* The request
Of the items below, output every line between the lines holding "Where can the dark" and "<point>431,95</point>", inclusive, as a numbered list. Skip any blank lines.

* Data shown
_ _ _ _ _ _ _

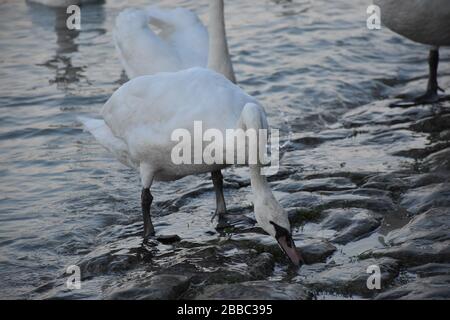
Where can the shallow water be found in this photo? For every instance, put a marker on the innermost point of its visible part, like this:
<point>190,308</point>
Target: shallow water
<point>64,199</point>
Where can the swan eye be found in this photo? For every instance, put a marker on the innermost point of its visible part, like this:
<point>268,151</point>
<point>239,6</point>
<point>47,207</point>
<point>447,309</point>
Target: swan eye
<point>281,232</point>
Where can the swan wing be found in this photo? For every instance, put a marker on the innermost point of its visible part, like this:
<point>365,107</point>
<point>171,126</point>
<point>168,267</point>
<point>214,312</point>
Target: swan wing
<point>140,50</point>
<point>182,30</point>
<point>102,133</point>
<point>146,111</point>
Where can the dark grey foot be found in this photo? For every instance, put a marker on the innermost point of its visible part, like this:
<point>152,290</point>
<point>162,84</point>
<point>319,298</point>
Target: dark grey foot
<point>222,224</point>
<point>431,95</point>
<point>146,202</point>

_ _ _ _ _ _ _

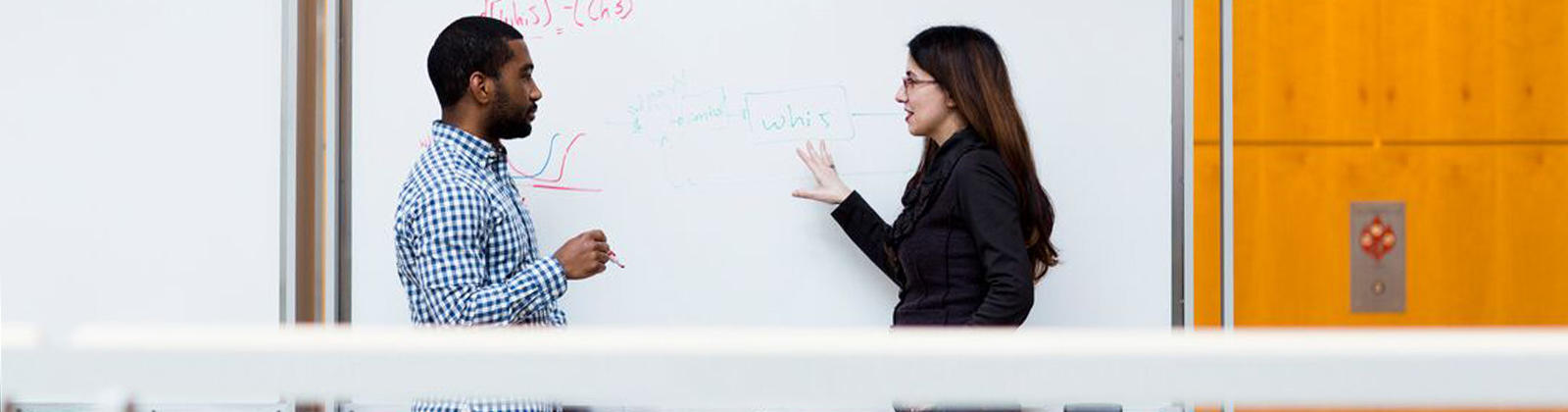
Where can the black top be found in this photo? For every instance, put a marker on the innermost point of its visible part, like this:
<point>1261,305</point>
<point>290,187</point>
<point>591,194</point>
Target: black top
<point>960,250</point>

_ _ _ _ _ _ _

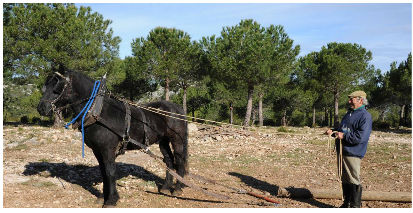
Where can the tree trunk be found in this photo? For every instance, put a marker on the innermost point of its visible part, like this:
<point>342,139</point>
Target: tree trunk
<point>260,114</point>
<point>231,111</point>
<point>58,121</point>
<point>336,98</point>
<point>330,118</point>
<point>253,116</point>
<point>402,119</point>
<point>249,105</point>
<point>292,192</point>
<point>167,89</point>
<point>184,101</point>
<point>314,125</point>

_ _ _ _ _ _ _

* Answer to this task
1. Where can the dark grey foot be found in this photo? For every instance, put a marker on the innermost point of its visible part, like this:
2. <point>152,290</point>
3. <point>162,84</point>
4. <point>319,298</point>
5. Target: dark grey foot
6. <point>222,224</point>
7. <point>431,95</point>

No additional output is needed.